__PROBLEM TO SOLVE__: Copy the lines below word for word, leaving out any pictures.

__SUPPLIED MATERIAL__:

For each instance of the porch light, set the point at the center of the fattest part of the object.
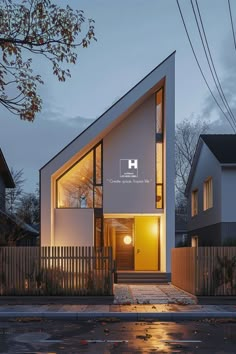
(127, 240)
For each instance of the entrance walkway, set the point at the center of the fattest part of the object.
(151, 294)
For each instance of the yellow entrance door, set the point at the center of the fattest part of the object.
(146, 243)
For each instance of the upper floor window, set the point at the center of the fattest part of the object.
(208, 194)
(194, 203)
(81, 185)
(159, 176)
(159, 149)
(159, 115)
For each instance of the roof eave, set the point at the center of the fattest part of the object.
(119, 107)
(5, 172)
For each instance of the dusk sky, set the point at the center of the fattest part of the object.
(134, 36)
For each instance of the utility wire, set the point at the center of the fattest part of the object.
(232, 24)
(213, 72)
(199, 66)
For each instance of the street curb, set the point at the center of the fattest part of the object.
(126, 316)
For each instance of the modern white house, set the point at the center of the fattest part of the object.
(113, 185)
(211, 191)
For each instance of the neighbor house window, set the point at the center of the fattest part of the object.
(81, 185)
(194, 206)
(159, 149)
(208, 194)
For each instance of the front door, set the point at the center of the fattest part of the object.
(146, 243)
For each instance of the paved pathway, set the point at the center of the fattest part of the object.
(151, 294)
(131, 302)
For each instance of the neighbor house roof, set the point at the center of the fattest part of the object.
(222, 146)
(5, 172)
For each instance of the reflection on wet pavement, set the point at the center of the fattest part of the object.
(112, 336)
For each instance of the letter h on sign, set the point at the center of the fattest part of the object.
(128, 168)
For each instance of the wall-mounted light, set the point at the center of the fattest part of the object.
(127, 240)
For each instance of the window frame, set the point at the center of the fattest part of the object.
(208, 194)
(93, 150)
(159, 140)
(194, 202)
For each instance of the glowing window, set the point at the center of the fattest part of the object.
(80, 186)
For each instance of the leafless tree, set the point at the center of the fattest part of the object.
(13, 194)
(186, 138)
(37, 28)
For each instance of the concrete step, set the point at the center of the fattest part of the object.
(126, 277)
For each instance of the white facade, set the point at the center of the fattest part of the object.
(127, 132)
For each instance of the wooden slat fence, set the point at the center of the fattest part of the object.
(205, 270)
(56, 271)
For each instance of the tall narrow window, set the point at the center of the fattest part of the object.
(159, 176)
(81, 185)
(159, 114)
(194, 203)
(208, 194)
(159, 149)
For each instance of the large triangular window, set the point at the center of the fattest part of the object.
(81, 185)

__TASK RESPONSE__:
For each instance of the porch light, set the point at the center of the fattest part of the object.
(127, 240)
For each instance of the entrance walkway, set the point at the center of the fattest part of the object.
(151, 294)
For each instance of the yellow entrance door, set the point at the center of the fattest part of the object.
(146, 243)
For each instance of the upper floor window, set the point at the center of the fattest part of the object.
(208, 194)
(194, 203)
(81, 185)
(159, 176)
(159, 149)
(159, 115)
For each instance of the roof eave, set the point at the center of the fattest part of the object.
(119, 107)
(5, 172)
For each instance of the dusk sky, set the point at the center of the fattest part of the object.
(134, 36)
For each instance of the utility wire, set the point at the center of the fattest part of the object.
(232, 24)
(213, 72)
(199, 66)
For each instance of the street curb, set the point at the center of the fattest part of the object.
(126, 316)
For each instance of the modern white house, set the point at the center of the fattest part of the object.
(113, 185)
(211, 191)
For each instance of the neighbor house window, set the point at the center of the fattest part of the object.
(81, 185)
(194, 206)
(159, 149)
(208, 194)
For each instance of the front door, set the point at the center of the fattest part of the object.
(146, 243)
For each instance of the paved pathway, set the point at the center of the fattest part of the object.
(151, 294)
(131, 302)
For each instance of the neighbor house roof, set the point at the center of the fattest part of the object.
(222, 146)
(5, 172)
For each instance of the reflection on wet pavement, set the point at the center of the fattest part of the object.
(112, 336)
For each instance of the letter h on sign, set the point at the center of the fattest part of the object.
(128, 168)
For each instance of the wall-mounted light, set the point at the center of the fattest part of the object.
(127, 240)
For each instance of the window frame, set the point at the center of the fattest part of the object.
(208, 194)
(93, 150)
(159, 140)
(194, 202)
For each instance of the glowing window, set the point at the center of the fattest part of the object.
(80, 186)
For each instance of the leafless tree, set the point at the center of the fattest part of the object.
(13, 194)
(186, 138)
(37, 28)
For each instance of the concrete step, set the point at the center of the fattest part of the object.
(126, 277)
For each instance of the white facade, set the point at the center of the fattest part of the object.
(127, 132)
For each instance of the wooden slat fence, set the point at the center of the fattest part of the object.
(205, 270)
(56, 271)
For each instance of the tall narrow window, set the point at the center of the fattest part of the object.
(159, 176)
(81, 185)
(159, 114)
(194, 203)
(208, 194)
(159, 149)
For each instance of the large triangular window, set the point at the center of the fattest part of the object.
(81, 185)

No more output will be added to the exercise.